BEGIN

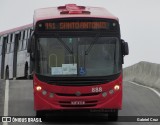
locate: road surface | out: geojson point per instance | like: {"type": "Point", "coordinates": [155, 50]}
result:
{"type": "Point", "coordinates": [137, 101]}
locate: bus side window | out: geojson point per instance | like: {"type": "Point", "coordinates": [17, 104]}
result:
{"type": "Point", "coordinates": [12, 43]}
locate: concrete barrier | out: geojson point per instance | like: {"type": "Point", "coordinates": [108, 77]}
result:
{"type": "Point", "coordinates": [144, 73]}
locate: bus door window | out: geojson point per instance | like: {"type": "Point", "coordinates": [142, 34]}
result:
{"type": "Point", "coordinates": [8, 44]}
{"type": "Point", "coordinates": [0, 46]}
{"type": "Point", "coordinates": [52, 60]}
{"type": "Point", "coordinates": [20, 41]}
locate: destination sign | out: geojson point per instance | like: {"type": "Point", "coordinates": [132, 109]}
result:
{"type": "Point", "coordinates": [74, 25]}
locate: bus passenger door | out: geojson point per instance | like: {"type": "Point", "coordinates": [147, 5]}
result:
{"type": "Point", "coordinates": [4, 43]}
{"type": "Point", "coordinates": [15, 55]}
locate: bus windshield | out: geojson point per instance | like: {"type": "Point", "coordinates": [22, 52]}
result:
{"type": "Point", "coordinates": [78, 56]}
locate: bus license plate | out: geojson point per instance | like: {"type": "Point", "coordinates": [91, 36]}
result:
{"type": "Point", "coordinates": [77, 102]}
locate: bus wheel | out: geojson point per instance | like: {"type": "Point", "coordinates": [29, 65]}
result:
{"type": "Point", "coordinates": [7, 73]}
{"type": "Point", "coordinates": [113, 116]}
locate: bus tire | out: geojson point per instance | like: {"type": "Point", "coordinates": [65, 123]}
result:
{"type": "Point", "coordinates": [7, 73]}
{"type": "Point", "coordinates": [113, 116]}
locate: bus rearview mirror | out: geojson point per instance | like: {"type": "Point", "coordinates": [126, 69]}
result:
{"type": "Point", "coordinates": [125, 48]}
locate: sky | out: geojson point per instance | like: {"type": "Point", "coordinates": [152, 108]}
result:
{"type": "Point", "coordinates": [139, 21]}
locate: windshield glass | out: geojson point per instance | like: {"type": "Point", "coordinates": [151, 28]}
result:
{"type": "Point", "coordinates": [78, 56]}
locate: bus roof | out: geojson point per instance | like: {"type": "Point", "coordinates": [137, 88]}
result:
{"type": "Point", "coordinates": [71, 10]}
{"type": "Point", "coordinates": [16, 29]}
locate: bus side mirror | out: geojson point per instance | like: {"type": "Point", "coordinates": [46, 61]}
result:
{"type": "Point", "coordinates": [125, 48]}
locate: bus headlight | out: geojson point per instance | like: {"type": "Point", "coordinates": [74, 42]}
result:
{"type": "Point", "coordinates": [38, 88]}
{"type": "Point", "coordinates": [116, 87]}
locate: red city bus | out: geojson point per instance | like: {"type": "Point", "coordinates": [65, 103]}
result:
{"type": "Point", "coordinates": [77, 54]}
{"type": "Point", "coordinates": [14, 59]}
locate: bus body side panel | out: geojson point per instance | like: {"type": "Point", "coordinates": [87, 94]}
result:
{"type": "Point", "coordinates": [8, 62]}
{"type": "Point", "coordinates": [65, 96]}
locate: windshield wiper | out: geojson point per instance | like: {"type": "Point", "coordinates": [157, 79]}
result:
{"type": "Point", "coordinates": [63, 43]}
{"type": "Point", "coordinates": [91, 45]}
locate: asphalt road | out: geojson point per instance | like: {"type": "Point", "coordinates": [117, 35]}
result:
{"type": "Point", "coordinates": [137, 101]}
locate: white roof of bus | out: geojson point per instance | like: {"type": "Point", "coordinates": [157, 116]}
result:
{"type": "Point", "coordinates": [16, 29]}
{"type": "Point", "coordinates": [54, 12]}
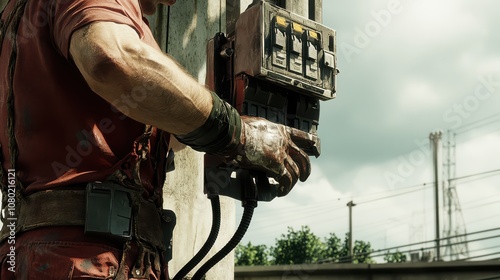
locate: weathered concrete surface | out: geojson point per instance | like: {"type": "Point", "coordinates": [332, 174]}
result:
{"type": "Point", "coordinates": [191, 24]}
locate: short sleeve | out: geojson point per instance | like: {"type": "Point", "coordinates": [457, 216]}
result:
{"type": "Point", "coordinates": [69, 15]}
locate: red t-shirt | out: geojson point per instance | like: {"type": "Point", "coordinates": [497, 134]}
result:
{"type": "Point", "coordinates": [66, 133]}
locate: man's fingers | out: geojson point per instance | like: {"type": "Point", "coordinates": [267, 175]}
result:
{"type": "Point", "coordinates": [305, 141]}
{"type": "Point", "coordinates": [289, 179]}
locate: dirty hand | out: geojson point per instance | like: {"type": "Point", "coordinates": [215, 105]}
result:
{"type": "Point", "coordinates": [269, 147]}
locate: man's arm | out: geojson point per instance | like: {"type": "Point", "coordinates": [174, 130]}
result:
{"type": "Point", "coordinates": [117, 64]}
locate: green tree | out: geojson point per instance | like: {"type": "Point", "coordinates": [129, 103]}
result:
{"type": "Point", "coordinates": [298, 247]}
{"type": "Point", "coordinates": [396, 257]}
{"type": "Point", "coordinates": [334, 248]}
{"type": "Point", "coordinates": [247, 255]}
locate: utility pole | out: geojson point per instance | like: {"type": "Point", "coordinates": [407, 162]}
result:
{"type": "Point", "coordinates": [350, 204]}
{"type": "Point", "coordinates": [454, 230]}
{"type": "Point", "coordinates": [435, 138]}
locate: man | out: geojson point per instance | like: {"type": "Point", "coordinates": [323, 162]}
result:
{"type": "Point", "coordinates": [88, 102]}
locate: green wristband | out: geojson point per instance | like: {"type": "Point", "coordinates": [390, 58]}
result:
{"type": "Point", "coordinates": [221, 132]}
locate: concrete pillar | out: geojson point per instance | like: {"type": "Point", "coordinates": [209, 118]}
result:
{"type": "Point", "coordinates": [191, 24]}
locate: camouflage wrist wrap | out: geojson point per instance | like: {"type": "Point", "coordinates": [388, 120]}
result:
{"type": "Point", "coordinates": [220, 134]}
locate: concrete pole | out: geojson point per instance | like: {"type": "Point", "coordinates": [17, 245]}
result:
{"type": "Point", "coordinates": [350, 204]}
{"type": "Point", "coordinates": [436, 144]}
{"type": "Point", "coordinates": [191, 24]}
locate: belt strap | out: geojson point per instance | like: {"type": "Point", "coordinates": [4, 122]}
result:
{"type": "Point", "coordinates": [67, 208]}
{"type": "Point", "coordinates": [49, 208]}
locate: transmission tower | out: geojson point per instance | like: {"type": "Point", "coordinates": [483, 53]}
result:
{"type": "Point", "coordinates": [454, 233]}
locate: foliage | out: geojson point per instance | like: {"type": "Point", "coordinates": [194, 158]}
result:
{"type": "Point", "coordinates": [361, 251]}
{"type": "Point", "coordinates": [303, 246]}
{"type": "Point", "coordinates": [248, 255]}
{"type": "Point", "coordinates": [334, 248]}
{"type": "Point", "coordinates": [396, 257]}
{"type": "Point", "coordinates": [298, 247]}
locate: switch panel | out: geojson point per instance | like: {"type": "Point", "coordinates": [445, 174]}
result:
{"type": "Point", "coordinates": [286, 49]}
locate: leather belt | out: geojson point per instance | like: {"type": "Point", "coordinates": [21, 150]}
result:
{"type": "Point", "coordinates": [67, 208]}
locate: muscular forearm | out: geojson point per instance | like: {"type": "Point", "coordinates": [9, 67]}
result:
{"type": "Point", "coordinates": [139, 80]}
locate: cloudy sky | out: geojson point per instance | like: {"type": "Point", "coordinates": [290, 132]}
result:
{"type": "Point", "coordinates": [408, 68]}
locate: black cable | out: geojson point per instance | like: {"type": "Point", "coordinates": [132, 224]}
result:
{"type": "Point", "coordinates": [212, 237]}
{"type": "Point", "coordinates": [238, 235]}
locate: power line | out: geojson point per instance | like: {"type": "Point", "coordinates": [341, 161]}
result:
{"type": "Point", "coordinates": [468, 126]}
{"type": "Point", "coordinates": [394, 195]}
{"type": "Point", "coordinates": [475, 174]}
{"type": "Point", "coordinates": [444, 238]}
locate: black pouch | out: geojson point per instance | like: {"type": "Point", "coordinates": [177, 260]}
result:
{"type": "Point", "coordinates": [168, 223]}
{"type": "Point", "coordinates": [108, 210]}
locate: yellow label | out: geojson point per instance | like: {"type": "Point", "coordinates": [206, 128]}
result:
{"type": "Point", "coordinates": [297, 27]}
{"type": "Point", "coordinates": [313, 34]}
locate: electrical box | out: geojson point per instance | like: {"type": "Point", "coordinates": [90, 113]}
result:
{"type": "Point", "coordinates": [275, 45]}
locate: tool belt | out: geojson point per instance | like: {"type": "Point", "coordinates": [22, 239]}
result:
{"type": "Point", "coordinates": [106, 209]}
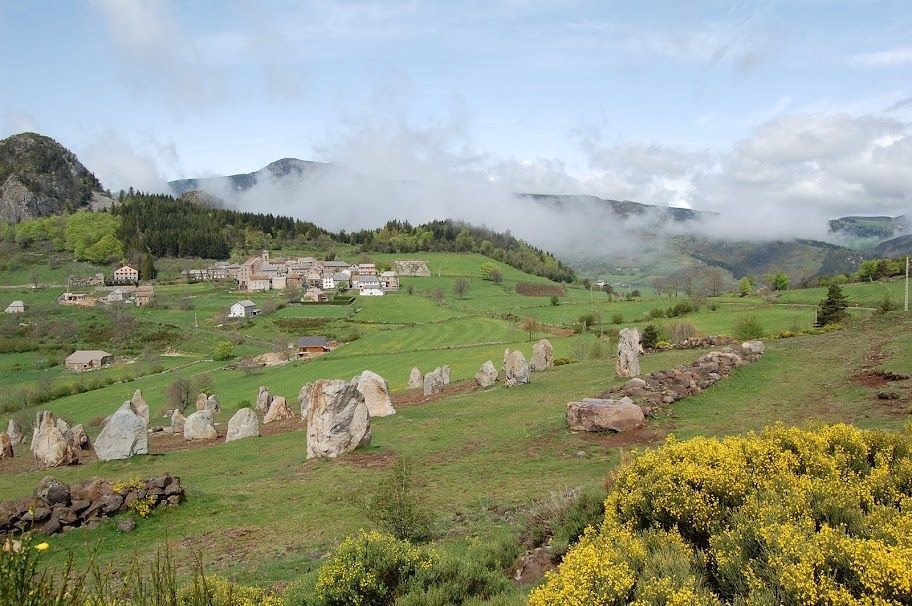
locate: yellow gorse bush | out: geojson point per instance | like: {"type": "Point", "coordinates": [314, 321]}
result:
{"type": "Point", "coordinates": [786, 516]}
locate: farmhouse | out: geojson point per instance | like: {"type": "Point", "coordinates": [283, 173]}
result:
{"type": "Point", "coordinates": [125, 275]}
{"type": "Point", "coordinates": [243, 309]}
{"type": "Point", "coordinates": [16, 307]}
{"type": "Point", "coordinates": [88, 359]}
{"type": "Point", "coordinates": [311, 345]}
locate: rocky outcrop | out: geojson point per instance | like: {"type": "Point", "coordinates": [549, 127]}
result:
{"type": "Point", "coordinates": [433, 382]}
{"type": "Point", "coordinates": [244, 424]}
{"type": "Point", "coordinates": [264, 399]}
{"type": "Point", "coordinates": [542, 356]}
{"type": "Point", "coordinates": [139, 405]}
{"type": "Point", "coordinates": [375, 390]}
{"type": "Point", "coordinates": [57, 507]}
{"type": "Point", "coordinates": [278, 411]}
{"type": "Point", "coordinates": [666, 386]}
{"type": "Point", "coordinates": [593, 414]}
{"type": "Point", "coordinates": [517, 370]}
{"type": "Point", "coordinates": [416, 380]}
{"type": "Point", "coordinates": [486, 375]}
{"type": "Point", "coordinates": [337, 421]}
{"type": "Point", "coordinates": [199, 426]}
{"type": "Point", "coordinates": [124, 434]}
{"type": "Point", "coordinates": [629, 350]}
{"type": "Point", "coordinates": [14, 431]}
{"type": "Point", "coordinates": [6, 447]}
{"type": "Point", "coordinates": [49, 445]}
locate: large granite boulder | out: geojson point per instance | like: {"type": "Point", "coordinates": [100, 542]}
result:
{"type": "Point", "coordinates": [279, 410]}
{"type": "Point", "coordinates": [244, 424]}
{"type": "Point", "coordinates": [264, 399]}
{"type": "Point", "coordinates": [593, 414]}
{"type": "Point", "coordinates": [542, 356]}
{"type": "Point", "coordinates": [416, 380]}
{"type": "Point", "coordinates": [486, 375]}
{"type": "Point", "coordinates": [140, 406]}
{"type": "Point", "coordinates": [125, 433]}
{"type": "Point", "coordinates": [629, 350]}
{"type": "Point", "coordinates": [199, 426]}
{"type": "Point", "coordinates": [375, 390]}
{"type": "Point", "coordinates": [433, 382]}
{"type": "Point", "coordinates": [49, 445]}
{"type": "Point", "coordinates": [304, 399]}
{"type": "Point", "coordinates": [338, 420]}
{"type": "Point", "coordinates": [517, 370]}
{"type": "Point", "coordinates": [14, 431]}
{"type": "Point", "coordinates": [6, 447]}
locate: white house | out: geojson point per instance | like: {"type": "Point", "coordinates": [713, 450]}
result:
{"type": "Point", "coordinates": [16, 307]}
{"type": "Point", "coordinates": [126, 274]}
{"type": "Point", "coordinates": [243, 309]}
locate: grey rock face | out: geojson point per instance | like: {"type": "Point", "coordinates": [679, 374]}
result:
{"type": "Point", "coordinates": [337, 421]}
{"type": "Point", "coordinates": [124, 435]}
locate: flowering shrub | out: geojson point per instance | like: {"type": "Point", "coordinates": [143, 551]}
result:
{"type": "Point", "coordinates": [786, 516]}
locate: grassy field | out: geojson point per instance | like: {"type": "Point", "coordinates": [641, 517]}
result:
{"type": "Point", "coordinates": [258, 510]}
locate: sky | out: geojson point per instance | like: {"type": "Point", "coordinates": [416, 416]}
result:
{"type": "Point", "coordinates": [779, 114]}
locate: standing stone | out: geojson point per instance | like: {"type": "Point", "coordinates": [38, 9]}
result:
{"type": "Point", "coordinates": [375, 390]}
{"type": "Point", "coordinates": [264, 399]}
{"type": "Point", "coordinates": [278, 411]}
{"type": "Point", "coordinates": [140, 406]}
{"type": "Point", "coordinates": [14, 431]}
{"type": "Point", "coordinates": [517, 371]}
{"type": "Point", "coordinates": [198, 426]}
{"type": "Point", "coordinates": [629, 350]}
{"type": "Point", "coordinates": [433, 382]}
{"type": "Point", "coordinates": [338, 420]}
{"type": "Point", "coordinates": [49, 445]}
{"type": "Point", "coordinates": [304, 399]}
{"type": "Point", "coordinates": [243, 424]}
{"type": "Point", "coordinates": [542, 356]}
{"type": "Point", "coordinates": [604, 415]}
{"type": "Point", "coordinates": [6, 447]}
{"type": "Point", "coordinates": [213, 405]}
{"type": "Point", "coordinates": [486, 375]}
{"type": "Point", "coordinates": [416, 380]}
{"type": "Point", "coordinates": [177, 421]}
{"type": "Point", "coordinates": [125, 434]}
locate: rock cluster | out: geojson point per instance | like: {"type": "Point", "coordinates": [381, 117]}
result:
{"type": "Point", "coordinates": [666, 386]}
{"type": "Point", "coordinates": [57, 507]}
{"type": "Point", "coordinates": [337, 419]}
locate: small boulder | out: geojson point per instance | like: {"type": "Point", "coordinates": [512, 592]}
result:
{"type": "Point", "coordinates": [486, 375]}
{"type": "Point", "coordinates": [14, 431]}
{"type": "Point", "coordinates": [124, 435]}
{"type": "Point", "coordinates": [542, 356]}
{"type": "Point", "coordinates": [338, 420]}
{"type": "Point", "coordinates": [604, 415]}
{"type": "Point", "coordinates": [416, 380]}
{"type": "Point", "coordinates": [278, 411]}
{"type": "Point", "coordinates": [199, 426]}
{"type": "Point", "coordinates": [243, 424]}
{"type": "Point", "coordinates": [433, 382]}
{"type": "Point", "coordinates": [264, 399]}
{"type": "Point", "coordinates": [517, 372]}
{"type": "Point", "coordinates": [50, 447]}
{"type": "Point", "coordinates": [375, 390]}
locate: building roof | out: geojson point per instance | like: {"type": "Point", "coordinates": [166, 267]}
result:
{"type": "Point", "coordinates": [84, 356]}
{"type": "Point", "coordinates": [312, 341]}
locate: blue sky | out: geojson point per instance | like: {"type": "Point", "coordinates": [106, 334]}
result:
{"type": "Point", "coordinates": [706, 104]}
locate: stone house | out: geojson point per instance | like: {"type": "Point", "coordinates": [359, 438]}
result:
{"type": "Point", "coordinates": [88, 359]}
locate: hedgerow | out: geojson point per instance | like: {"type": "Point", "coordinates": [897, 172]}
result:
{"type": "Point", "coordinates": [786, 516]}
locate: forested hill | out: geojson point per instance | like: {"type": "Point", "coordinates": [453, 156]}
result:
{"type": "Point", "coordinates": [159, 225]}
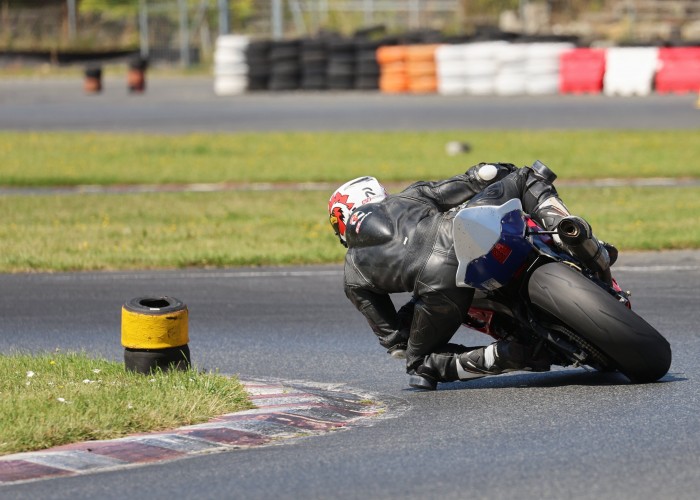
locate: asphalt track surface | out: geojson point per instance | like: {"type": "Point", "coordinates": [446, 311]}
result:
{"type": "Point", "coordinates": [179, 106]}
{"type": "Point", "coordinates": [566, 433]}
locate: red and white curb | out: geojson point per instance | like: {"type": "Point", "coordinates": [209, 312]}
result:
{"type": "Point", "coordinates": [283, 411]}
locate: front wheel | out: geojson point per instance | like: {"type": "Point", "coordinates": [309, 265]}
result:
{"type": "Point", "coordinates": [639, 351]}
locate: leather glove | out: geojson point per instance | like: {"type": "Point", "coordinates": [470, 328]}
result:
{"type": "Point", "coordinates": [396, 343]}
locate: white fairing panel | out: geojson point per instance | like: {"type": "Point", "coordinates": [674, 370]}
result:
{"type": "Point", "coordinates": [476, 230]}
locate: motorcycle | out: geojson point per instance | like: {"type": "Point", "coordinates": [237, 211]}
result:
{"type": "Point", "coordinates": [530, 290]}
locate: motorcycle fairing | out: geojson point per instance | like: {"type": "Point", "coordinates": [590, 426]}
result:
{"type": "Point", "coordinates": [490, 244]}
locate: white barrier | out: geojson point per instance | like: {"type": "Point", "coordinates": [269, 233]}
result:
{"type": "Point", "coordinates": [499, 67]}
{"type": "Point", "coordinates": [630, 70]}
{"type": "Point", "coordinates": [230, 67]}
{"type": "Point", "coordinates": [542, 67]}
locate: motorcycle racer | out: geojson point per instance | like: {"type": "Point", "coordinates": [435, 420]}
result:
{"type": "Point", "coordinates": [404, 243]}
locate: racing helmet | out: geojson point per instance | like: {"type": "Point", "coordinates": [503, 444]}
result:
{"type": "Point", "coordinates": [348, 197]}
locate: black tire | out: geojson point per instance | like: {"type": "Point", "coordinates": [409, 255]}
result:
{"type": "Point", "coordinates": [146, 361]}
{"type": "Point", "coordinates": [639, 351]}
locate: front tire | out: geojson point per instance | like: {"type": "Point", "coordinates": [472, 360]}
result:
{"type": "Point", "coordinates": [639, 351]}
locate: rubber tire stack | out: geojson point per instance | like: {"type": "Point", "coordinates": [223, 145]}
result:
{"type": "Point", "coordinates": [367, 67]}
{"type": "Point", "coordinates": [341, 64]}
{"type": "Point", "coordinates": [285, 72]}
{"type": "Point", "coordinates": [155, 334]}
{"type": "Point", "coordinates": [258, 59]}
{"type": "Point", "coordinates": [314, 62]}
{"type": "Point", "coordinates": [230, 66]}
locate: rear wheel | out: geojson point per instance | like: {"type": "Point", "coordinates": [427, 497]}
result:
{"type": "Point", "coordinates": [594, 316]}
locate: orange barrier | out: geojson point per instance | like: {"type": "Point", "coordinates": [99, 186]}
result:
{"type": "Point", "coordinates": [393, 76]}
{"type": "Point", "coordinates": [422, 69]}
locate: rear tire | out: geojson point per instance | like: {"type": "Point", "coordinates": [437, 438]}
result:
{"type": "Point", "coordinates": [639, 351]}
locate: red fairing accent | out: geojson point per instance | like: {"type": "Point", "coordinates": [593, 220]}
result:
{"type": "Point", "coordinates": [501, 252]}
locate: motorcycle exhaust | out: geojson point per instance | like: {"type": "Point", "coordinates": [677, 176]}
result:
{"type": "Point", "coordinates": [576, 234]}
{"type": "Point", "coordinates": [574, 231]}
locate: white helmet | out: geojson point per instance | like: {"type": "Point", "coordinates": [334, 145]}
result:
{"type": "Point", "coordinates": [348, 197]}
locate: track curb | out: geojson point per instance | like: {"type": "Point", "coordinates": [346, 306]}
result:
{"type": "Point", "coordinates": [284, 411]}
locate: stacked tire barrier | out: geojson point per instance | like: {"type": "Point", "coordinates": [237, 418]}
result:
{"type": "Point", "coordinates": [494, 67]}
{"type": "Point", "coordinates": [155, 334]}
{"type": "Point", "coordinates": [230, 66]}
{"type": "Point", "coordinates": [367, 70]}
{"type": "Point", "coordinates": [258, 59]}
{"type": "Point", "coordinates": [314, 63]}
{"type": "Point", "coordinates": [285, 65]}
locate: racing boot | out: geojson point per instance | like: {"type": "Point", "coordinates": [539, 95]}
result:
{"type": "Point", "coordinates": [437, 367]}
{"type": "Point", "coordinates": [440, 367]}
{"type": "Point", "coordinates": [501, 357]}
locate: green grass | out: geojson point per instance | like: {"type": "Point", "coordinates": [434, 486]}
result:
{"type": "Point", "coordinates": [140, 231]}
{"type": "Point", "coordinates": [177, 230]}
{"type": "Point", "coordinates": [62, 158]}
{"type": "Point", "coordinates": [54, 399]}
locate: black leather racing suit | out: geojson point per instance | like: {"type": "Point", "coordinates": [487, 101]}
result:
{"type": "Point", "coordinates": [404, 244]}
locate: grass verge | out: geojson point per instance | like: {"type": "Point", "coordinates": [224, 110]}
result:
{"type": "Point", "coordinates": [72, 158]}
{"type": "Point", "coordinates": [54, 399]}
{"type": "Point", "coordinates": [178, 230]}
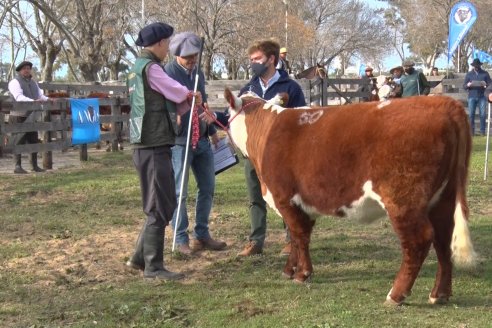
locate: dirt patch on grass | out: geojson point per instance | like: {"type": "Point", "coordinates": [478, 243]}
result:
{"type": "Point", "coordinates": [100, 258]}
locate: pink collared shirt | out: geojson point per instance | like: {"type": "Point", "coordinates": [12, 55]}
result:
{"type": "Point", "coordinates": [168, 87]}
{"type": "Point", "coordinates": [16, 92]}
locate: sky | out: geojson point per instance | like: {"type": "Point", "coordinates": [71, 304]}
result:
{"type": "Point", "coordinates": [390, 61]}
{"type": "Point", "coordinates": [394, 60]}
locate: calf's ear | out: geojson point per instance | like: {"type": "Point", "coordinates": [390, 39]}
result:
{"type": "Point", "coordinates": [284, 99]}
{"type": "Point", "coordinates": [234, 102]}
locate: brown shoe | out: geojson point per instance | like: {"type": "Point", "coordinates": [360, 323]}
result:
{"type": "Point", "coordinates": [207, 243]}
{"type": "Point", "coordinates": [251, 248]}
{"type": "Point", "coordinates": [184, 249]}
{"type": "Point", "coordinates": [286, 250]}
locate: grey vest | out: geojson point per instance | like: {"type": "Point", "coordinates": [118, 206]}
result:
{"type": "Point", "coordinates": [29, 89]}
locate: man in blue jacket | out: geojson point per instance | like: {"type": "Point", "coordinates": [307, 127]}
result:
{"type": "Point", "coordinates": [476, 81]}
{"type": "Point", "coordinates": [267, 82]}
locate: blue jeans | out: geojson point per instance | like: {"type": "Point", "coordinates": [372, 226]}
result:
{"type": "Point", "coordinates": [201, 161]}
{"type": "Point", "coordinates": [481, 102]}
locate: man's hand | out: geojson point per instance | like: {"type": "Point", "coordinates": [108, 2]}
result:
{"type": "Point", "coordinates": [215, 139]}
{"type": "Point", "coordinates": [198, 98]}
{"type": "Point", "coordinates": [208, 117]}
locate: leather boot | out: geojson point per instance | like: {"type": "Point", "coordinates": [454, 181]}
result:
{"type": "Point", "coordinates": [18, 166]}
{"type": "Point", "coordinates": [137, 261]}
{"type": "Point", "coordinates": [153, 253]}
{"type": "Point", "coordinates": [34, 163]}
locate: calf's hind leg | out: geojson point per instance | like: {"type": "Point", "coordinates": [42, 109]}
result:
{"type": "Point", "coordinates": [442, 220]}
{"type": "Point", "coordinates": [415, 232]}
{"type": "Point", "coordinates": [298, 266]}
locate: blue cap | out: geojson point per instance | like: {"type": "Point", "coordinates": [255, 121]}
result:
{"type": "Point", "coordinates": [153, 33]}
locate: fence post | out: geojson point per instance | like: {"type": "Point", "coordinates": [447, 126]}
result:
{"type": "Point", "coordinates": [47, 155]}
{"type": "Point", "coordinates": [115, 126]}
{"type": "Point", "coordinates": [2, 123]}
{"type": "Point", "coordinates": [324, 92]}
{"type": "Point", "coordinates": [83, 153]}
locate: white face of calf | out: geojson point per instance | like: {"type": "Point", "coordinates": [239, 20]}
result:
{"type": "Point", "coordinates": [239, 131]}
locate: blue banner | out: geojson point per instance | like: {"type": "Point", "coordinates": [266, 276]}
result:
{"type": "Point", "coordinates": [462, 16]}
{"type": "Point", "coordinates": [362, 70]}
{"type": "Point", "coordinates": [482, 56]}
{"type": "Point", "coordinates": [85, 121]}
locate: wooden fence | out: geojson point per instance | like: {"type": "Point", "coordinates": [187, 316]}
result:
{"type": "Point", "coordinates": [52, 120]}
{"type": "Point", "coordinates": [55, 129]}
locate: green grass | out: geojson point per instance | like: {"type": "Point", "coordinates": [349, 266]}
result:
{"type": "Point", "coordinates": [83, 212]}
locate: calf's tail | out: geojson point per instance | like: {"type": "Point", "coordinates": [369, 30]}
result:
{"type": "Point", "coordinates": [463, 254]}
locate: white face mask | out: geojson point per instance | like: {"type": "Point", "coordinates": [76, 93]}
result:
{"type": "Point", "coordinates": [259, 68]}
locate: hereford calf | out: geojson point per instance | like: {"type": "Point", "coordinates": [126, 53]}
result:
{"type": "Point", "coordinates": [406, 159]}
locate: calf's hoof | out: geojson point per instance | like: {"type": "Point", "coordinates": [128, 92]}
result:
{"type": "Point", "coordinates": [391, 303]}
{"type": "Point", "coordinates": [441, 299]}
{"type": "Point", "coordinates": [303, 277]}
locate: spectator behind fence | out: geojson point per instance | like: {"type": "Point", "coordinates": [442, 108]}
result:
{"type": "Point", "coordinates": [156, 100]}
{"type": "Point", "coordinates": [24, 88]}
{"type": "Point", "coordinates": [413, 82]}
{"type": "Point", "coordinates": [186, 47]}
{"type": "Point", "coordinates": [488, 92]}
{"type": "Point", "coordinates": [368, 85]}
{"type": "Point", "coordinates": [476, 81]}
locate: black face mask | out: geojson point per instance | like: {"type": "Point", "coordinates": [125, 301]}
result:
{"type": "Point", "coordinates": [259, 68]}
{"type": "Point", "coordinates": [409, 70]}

END

### Exercise brief
Pick out each line above that includes "mirror" and show it.

### Solution for this task
locate: bus rearview mirror | out: geojson point per instance | like: {"type": "Point", "coordinates": [126, 69]}
locate: bus side mirror | out: geojson point per instance | like: {"type": "Point", "coordinates": [46, 61]}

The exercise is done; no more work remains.